* Reading passage:
################
CS194-26 Project 3 - Fun with Frequencies and Gradients!

Parsa Fereydouni - cs194-26-agy

Part 1 - Frequency Domain

1.1 Warm up

Here I will be demonstrating the sharpening technique developed in class.

High level procedure explanation

  1. Read in an image
  2. get a smoothed image using a gaussian filter
  3. extract detail by taking the difference of the original and the smoothed image
  4. add detail back to the image
In [4]:
# load blurry image that needs to be touched up
import matplotlib.pyplot as plt
import numpy as np
from scipy.signal import convolve2d
import skimage.io as skio
import skimage as sk
from numpy import fft

imname = './images/blur.jpg'
blur = skio.imread(imname) 
blur = sk.img_as_float(blur)
plt.figure(figsize=(8,8))
skio.imshow(blur)
skio.show()
In [3]:
# smoothed and detail
imname = './images/smooth.jpg'
smooth = skio.imread(imname)
################
* Excerpted data:
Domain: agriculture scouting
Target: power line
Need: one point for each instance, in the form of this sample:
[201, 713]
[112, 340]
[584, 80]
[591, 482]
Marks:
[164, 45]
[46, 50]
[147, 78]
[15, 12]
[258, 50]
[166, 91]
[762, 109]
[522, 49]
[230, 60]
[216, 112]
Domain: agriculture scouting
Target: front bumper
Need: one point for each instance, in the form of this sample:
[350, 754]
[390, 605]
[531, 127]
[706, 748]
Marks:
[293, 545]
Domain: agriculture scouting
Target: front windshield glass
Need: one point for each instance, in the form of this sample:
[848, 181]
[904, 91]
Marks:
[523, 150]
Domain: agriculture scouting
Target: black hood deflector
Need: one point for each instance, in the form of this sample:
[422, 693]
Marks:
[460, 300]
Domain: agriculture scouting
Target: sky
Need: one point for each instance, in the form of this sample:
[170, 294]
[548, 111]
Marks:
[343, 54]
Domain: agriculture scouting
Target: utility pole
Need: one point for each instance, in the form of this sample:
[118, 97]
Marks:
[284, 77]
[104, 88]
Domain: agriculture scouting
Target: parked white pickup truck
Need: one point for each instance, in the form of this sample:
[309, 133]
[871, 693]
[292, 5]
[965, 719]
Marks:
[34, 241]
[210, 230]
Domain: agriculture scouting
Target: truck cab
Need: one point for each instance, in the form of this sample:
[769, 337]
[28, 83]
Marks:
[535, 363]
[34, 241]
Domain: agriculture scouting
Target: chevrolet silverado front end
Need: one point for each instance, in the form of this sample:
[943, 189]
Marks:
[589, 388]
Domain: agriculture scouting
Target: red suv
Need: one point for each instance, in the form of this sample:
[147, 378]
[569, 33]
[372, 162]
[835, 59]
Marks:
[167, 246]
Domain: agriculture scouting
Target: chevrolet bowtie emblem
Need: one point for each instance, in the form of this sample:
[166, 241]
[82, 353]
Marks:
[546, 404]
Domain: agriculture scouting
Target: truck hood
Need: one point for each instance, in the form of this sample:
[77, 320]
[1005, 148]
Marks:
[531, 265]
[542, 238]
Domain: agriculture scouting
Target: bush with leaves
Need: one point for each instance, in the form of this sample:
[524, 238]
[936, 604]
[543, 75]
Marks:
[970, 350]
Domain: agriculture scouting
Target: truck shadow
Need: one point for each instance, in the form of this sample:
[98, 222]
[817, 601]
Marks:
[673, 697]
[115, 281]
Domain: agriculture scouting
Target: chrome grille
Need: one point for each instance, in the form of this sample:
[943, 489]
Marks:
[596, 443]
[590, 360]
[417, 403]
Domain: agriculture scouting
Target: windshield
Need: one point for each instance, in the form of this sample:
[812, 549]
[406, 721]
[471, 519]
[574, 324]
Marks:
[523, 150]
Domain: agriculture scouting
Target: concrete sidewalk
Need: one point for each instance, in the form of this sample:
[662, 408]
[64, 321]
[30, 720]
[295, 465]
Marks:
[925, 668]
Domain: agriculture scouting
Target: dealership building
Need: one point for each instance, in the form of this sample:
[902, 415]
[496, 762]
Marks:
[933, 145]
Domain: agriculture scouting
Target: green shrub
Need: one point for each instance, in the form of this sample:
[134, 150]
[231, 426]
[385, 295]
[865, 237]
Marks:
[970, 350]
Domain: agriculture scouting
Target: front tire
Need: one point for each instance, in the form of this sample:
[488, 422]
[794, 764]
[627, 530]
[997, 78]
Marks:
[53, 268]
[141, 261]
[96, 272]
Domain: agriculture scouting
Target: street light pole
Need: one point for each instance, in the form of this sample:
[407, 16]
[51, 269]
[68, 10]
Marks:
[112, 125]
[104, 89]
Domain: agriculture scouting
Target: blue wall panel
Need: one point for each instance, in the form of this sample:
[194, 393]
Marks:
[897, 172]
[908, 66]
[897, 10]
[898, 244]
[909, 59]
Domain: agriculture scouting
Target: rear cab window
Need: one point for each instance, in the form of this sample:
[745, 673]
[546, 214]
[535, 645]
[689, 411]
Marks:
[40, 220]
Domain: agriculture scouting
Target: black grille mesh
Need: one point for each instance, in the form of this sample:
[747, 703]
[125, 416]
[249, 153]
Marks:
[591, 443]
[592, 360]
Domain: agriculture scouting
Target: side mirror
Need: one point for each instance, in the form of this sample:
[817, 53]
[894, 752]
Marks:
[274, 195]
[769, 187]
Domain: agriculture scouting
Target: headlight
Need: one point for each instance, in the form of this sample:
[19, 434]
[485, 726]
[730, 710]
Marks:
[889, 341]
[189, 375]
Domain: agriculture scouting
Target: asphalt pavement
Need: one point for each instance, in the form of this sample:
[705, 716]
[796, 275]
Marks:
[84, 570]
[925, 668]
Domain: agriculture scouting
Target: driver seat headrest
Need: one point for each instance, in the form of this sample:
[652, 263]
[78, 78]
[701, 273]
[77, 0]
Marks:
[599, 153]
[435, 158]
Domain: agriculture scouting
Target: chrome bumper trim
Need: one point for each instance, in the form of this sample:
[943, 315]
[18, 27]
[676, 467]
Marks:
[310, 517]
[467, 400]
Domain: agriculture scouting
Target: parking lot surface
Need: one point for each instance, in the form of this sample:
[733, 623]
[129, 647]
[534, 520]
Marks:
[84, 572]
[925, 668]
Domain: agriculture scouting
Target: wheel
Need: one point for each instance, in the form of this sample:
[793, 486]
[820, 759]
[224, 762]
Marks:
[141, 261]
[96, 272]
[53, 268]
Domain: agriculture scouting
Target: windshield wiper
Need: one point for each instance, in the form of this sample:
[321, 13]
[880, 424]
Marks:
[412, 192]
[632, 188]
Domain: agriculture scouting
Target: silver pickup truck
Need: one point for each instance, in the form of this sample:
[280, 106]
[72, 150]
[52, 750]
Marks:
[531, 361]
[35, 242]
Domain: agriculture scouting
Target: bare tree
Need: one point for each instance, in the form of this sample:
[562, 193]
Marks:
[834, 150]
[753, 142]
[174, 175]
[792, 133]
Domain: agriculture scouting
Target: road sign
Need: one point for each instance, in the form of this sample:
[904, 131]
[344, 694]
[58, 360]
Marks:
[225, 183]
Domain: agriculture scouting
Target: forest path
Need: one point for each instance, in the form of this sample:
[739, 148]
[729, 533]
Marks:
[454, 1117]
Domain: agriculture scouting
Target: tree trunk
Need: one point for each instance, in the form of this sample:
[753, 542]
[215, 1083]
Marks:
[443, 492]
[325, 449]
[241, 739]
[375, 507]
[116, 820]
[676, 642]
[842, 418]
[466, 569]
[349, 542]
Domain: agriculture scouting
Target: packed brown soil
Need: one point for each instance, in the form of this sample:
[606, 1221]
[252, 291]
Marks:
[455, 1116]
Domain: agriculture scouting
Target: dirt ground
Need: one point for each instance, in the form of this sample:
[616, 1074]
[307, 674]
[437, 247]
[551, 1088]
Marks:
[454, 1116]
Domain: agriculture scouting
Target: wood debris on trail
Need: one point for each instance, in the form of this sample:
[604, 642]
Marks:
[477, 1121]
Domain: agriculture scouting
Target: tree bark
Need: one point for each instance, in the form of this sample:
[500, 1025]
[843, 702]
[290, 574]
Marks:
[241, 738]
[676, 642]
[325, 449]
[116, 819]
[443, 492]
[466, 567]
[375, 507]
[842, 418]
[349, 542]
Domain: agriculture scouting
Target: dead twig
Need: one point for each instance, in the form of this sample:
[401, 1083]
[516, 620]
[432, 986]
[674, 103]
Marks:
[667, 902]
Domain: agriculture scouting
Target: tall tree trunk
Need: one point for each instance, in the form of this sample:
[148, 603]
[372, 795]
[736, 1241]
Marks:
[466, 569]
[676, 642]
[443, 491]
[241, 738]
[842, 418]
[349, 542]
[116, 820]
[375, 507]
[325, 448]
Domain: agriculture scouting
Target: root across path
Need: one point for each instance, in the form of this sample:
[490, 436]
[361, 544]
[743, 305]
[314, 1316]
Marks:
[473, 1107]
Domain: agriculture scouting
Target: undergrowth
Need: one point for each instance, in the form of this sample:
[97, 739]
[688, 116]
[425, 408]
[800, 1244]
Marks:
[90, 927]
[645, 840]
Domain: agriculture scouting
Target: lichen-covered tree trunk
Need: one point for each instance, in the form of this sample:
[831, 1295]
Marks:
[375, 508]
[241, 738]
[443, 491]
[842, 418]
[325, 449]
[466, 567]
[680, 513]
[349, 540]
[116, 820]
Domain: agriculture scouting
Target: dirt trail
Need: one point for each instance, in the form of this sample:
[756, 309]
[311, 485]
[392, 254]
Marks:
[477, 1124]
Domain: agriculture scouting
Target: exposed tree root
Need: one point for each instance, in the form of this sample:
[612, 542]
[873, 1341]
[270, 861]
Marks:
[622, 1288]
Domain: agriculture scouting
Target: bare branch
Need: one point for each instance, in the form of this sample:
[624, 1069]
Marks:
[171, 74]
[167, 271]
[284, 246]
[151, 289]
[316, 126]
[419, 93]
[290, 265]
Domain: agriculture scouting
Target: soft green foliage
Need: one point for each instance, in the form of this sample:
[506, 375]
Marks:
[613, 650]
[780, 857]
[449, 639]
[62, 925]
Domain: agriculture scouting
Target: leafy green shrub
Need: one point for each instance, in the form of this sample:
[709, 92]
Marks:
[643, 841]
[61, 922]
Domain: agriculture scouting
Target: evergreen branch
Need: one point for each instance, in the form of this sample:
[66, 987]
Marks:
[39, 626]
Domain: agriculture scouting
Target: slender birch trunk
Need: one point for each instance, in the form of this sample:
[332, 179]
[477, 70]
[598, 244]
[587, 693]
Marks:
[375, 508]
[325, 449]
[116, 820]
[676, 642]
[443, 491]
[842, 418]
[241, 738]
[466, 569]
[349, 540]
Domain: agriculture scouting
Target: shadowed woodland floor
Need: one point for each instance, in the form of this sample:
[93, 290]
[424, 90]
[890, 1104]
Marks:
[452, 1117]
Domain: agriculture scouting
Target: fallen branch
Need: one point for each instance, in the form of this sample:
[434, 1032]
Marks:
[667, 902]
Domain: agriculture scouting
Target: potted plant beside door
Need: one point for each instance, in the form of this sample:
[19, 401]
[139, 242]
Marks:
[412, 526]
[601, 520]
################
* What the task requires: Retype the sharpening write-up from "CS194-26 Project 3" up to and including "developed in class.". The material stands apart from the sharpening write-up.

* Answer below:
CS194-26 Project 3 - Fun with Frequencies and Gradients!

Parsa Fereydouni - cs194-26-agy

Part 1 - Frequency Domain

1.1 Warm up

Here I will be demonstrating the sharpening technique developed in class.